What is expected: Please reproduce the listing below word for word, keeping every line unchanged and in its original order.

◇ ◇ ◇

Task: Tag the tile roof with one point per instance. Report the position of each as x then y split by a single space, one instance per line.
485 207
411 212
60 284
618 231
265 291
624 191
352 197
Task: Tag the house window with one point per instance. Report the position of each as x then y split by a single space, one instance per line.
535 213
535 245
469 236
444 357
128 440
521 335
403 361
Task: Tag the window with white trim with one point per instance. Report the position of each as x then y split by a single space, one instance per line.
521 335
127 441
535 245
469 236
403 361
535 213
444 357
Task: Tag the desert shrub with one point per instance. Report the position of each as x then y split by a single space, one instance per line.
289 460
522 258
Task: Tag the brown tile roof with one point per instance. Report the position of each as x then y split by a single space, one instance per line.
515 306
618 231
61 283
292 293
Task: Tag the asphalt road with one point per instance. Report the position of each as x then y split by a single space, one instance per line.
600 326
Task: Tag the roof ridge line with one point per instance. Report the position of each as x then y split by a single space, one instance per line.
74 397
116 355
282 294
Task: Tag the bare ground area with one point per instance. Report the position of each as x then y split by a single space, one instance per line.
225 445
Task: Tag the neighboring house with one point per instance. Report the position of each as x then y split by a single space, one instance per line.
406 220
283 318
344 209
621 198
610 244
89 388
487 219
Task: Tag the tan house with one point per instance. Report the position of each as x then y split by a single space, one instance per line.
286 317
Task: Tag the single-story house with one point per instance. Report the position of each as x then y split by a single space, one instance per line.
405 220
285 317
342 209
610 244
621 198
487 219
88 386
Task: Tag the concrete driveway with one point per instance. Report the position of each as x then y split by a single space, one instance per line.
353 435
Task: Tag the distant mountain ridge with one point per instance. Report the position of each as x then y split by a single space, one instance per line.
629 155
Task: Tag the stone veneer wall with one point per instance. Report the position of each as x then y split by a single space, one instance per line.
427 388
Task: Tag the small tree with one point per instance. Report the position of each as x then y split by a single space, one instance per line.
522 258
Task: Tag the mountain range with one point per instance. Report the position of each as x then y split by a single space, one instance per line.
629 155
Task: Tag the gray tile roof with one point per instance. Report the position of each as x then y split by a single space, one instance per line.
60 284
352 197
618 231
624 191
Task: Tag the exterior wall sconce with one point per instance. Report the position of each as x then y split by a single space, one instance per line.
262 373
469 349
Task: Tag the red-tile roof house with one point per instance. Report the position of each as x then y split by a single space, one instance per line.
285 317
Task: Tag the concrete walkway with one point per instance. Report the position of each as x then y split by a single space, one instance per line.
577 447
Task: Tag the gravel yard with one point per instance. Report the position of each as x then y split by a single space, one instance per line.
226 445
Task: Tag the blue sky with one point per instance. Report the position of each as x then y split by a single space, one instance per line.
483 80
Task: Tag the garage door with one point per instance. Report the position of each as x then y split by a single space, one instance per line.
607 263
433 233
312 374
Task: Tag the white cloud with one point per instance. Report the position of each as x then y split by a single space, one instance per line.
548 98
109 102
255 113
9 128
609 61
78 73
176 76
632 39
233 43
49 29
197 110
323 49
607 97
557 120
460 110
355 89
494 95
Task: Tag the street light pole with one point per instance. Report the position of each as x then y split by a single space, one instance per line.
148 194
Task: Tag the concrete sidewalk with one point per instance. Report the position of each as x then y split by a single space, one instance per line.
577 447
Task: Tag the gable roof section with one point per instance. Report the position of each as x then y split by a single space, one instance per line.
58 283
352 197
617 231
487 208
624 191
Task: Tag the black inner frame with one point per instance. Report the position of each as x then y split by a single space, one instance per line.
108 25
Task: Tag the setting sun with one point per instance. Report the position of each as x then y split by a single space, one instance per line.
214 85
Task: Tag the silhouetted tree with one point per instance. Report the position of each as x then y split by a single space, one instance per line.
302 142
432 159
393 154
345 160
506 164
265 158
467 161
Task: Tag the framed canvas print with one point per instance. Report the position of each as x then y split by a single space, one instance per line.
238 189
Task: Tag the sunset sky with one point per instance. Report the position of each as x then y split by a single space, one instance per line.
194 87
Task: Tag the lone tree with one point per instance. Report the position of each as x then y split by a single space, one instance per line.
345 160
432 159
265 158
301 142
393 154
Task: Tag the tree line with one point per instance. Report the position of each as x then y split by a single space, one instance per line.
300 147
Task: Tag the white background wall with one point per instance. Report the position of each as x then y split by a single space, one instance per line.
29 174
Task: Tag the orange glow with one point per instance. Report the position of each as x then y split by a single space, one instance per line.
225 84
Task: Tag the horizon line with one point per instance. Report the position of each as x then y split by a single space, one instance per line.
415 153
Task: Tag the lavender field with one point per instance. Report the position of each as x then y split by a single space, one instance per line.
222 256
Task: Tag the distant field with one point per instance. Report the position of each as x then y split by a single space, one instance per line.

◇ ◇ ◇

Answer in full:
Task: Tag the tile roof with one point per instance. Report the position of each as x then y split by a single space, one instance per line.
485 207
411 212
60 284
618 231
265 291
624 191
352 197
Task: Tag the house window with one point per instance. Report the position of each as x then y split by a single space, one instance per line.
535 213
535 245
469 236
444 357
128 440
521 335
403 361
Task: Tag the window with white trim with one point per instance. Report the position of each as x then y split by a single space, one instance per line.
521 335
127 441
535 245
469 236
403 361
535 213
444 357
Task: Tag the desert shrub with one point per instance. Report the position of each as x then y split by a single space, one instance per line.
289 460
522 258
Task: Tag the brown tile roof with one point per instance. Report the position of each as x then y split by a single space, one instance per line.
515 306
618 231
61 283
292 293
Task: Tag the asphalt road with one point per instance. Report the position of each as x then y split by a single space, one instance per line.
600 326
Task: Tag the roof ridge line with one point per instance. Report the position of each as x then y split by a single space, one instance per line.
74 397
116 355
282 294
Task: Tag the bare ground area with one point per instance. Report the position of each as x then y split by a single space, one instance per line.
225 445
Task: Tag the neighboring house with one point per instance. Report the position of each as x then y split by a single space, one instance per line.
406 220
283 318
344 209
621 198
610 244
89 388
487 219
Task: Tag the tan house with one point per instance. Report the position of each as x then y split by a single space, one instance per line.
286 317
Task: Tag the single-story house with one point per instance. Report the position of each as x then y split by a single space, one instance per line.
405 220
285 317
342 209
610 244
621 198
487 219
88 386
Task: Tag the concrete driveway with one point per instance. Report the position of each as x then y split by a single space, one instance per line.
353 435
Task: Tag the distant mountain ridge with one point per instance. Report the position of each as x then y split by a single space, one instance per line.
629 155
Task: Tag the stone veneer wall with one point per instance. Report the position of each as x then y split by a single space, one instance per line.
427 388
Task: Tag the small tree with one point per instance. Report the position of each as x then y split by a single space, one instance per line.
522 258
Task: Tag the mountain range with one point per instance. Report the position of each as x then y split by a single space, one instance per line.
629 155
Task: Tag the gray tile roof with one point per instance. Report the position of each as x then y split by a single space, one instance per line.
60 284
352 197
618 231
624 191
Task: Tag the exterior wall sconce with one point per instance. Report the position of each as x then y split by a single space, one instance per line.
262 373
469 349
Task: Tag the red-tile roof house with one point per instance. Report the position of each as x then y split by a single space, one instance per line.
285 317
Task: Tag the concrete walkway with one point per instance. Report the position of each as x then y split by a single space, one instance per line.
577 447
Task: Tag the gravel yard with one point per instance. Report the position of each as x then y split by a single space, one instance per line.
226 445
Task: Tag the blue sky with one point per instance. Report the position of each as x then y split by a single space, one instance per line.
483 80
Task: Tag the garage door with one point per instance. Report the position of each as x then y split by a single space, one instance per line.
607 263
433 233
312 374
Task: Tag the white cloud with one point per instance. Report the position of each as x then y split by a single space, one instance per line.
548 98
109 102
255 113
9 128
609 61
78 73
176 76
632 39
233 43
49 29
197 110
323 49
607 97
557 120
460 110
355 89
494 95
Task: Tag the street light pole with one point per instance. Report the position of each as x then y split by a single space, one instance per line.
148 194
Task: Tag the concrete sidewalk with one point per instance. Report the position of each as x then y split by a single space, one instance per line.
577 447
Task: Tag the gable roof section with one point per instance. Report the position of each as x then y split by a single space, one instance per line.
58 283
352 197
617 231
487 208
624 191
Task: Tag the black inner frame with one point per instance. Report the position of each as x then y split by a single space, one instance per line.
108 25
Task: Tag the setting sun with one point per instance. Report the position of each as x then y split by a single space, one instance per line.
214 85
Task: Tag the silhouetted tree with one point per instance. Report the position of each as x then y split by a single space, one instance per line.
302 142
432 159
393 154
345 160
506 164
265 158
467 161
Task: Tag the framed canvas print with one point per instance. Report the position of each as x then y split by a single space, one instance per line.
238 189
Task: Tag the sunset sky with one point per instance. Report the position of each as x then y split by a single space, one instance per line.
194 87
Task: Tag the lone tree with one point per instance. Report the position of each as x then y split by a single space, one instance per line.
345 160
432 159
265 158
301 142
393 154
Task: Tag the tree line with one point per instance. Report the position of each as x then y split by a single space, one instance per line.
300 147
Task: Tag the white background wall with one point per instance. Report the position of each as x then y split by a single space, one instance per line.
29 174
Task: Tag the orange glow with one point per instance. Report the position of each as x then y split by a single space, one instance per line.
225 84
Task: Tag the horizon line with one point per instance. Report the position of each as x then y split by a single space, one instance per line.
415 153
Task: Tag the lavender field with one point per instance. Report the position of each as x then y split by a single space, one instance per line.
222 256
Task: Tag the distant field with one point per instance. Report the position of each as x then y split by a single space, one instance per line.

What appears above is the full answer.